* **Set exercise**
Copy out, one per line, each of the lines below that contains the string "segment".
——————————
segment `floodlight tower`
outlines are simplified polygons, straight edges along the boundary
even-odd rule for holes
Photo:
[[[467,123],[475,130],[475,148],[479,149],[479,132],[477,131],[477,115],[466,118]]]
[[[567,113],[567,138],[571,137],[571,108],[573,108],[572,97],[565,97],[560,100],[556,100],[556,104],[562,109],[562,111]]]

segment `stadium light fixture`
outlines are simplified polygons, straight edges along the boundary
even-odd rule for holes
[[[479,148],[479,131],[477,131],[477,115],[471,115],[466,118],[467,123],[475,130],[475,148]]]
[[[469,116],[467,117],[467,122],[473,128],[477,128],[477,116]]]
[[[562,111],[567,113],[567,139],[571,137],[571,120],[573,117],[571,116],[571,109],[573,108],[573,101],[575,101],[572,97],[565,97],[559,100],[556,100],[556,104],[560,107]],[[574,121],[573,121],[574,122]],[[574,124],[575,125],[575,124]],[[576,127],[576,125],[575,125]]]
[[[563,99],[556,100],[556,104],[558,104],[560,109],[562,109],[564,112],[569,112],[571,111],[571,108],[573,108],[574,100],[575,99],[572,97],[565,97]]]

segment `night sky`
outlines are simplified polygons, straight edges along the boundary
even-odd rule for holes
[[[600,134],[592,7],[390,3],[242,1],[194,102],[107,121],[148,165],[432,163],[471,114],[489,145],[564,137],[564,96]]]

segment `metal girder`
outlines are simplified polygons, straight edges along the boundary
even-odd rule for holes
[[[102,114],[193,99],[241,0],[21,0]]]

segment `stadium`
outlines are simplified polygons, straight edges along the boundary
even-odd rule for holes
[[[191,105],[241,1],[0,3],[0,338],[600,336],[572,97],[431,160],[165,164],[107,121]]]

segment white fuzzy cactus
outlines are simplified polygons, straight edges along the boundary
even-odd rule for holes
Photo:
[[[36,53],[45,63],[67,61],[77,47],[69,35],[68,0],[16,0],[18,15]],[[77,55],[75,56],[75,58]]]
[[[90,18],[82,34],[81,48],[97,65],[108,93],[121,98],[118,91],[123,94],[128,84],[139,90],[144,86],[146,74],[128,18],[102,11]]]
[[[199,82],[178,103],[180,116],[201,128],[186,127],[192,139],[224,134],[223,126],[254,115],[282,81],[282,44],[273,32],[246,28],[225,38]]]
——————————
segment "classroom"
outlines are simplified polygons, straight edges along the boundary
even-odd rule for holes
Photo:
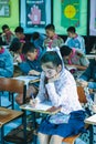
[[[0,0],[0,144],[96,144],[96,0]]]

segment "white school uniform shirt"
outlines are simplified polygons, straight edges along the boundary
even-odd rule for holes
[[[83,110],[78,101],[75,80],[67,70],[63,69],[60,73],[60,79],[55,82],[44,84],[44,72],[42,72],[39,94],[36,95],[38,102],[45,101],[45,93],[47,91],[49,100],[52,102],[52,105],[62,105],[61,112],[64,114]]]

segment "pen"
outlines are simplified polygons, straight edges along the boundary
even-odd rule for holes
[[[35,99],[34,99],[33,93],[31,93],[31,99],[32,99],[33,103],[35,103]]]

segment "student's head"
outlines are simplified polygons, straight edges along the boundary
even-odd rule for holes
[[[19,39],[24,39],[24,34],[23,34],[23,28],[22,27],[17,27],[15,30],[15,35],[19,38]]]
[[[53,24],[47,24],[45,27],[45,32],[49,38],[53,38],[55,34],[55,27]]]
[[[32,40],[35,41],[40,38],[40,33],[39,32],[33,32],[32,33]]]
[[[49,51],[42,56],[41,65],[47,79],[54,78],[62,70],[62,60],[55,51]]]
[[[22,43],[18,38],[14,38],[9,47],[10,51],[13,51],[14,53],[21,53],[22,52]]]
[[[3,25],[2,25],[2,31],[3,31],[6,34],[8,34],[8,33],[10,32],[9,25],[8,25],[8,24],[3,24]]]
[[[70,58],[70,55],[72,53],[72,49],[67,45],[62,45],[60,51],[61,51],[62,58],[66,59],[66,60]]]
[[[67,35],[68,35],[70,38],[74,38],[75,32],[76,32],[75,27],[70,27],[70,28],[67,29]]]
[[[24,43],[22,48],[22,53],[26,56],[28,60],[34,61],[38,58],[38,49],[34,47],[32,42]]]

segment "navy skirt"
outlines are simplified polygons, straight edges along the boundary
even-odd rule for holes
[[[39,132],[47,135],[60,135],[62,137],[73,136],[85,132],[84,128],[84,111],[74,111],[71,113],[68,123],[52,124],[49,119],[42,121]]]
——————————
* **Reply**
segment `floodlight tower`
segment `stadium light fixture`
segment `night sky`
segment `metal girder`
segment `stadium`
segment white fuzzy cactus
segment "classroom"
segment "white school uniform shirt"
segment "pen"
segment "student's head"
segment "navy skirt"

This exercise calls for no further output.